▶ _What is expected_
Reproduce all entries word for word.

(Dataset items)
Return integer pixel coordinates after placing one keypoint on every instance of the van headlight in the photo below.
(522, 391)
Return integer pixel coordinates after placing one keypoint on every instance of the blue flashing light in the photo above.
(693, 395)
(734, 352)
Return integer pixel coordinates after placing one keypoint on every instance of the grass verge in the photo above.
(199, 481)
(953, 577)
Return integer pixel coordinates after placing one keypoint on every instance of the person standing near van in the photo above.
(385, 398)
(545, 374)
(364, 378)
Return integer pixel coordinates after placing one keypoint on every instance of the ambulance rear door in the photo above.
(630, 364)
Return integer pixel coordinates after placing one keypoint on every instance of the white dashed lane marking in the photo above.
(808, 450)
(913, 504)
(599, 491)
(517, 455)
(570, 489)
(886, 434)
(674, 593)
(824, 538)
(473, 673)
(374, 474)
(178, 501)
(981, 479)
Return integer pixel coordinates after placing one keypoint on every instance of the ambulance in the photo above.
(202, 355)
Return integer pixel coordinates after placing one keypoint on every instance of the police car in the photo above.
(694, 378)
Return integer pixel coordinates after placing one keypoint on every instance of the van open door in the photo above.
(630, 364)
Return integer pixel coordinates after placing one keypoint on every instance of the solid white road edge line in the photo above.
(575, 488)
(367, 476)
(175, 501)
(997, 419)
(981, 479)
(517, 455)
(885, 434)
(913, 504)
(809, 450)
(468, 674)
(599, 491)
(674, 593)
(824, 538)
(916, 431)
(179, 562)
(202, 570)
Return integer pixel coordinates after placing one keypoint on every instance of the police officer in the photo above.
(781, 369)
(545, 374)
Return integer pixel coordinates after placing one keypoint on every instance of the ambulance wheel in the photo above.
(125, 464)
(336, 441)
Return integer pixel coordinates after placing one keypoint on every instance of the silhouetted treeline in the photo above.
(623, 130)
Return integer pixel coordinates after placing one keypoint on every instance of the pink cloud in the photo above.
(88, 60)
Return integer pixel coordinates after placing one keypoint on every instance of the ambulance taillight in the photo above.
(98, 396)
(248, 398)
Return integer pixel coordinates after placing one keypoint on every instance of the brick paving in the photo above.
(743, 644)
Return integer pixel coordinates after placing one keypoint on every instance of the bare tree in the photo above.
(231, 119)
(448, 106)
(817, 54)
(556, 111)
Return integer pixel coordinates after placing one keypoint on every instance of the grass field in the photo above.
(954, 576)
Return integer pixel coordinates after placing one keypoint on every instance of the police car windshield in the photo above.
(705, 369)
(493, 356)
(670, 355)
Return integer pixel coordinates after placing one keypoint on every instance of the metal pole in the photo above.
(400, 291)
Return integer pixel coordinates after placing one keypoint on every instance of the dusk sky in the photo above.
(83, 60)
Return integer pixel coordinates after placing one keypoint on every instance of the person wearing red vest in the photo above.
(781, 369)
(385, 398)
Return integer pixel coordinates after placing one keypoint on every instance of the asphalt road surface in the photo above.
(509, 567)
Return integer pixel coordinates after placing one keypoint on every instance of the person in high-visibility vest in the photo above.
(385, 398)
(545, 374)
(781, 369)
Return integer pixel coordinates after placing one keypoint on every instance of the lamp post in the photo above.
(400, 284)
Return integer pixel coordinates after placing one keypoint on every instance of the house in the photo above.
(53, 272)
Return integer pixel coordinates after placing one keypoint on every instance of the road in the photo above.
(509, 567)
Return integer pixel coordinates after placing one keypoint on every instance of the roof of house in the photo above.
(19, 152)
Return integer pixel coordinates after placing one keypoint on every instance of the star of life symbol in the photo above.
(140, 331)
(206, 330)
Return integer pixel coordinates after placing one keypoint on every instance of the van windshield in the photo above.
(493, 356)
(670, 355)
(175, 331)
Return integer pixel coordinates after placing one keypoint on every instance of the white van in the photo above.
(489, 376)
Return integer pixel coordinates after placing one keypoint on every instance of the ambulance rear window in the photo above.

▶ _Task response_
Return integer pixel coordinates after placing one keypoint on every instance of the van headlight in the photo below.
(522, 391)
Return integer pixel coordinates after placing one keypoint on every instance of the blue flashing light in the photo above.
(693, 395)
(734, 352)
Return integer pixel coordinates after placing one keypoint on every instance of the grass verge in the photo above.
(199, 481)
(953, 577)
Return integer pixel coordinates after placing one keypoint on every instance of the person standing near van in the photo above.
(385, 398)
(545, 374)
(364, 378)
Return integer pixel coordinates after placing one keypoint on every instance of the ambulance rear door in the photo above.
(630, 364)
Return integer pixel coordinates after placing one keypoint on every instance of the white dashed lane marking in the photo above.
(808, 450)
(913, 504)
(599, 491)
(517, 455)
(570, 489)
(886, 434)
(674, 593)
(824, 538)
(473, 673)
(374, 474)
(178, 501)
(981, 479)
Return integer pixel coordinates after placing one keypoint on every instance of the ambulance in the photo above.
(202, 355)
Return integer pixel coordinates after placing one keypoint on every instance of the police car in the photo above.
(694, 378)
Return integer pixel coordinates after placing one keypoint on every instance of the van open door in the photo above.
(630, 364)
Return integer pixel coordinates after placing one keypoint on every instance of the solid white road edge line in the photo above.
(575, 488)
(367, 476)
(175, 501)
(997, 419)
(981, 479)
(517, 455)
(885, 434)
(913, 504)
(809, 450)
(468, 674)
(599, 491)
(674, 593)
(824, 538)
(916, 431)
(179, 562)
(202, 570)
Return integer pixel coordinates after placing one keypoint on every instance of the police officer in the photo above.
(781, 369)
(545, 374)
Return integer pixel coordinates after placing one keypoint on every instance of the ambulance wheel in the photo above.
(125, 464)
(336, 441)
Return integer pixel coordinates after placing one keypoint on every instance of the silhouetted treeline in the photo above.
(623, 130)
Return integer pixel coordinates after placing one keypoint on every instance of the pink cloud in the photo above.
(88, 60)
Return integer pixel coordinates after placing one keypoint on every instance of the ambulance taillight in the photo above.
(98, 396)
(248, 398)
Return integer pixel coordinates after placing one keypoint on every instance of the brick paving in the photo above.
(743, 644)
Return integer pixel coordinates after placing one keypoint on every instance of the bare tree in the photo above.
(231, 119)
(448, 106)
(817, 54)
(556, 111)
Return integer pixel coordinates after placing one keypoint on every instance of the grass field in the photo above.
(954, 576)
Return integer pixel coordinates after placing one keypoint on every instance of the police car windshield in the photo above.
(705, 369)
(493, 356)
(670, 355)
Return integer pixel coordinates after placing one keypoint on every instance of the metal pole in the photo above.
(400, 291)
Return integer pixel coordinates after placing one keypoint on every instance of the dusk sky in the photo above.
(83, 60)
Return integer pixel coordinates after placing one keypoint on every instance of the person wearing red vest in the photo above.
(781, 369)
(385, 398)
Return integer pixel coordinates after placing one keypoint on every instance of the asphalt road surface in the photo above.
(509, 567)
Return integer pixel coordinates after placing one keypoint on every instance of the person in high-visibility vest in the photo above.
(385, 398)
(545, 374)
(781, 369)
Return integer pixel coordinates after placing one keypoint on every instance of the lamp post in the photo above.
(400, 284)
Return integer pixel coordinates after placing one keypoint on every instance of the house in the photo above.
(53, 272)
Return integer pixel coordinates after placing one keypoint on every instance of the road in the photo above.
(509, 567)
Return integer pixel coordinates after placing one keypoint on every instance of the roof of house in the photo above.
(19, 152)
Return integer pixel coordinates after placing one keypoint on every instance of the star of life symbol in the photo above.
(140, 331)
(206, 330)
Return integer pixel coordinates after placing one keypoint on every instance of the van windshield in the photo above.
(493, 356)
(670, 355)
(175, 331)
Return integer pixel coordinates after placing one keypoint on every instance of the white van in the photo above.
(489, 376)
Return integer pixel coordinates after placing one keypoint on every instance of the ambulance rear window in the photo above.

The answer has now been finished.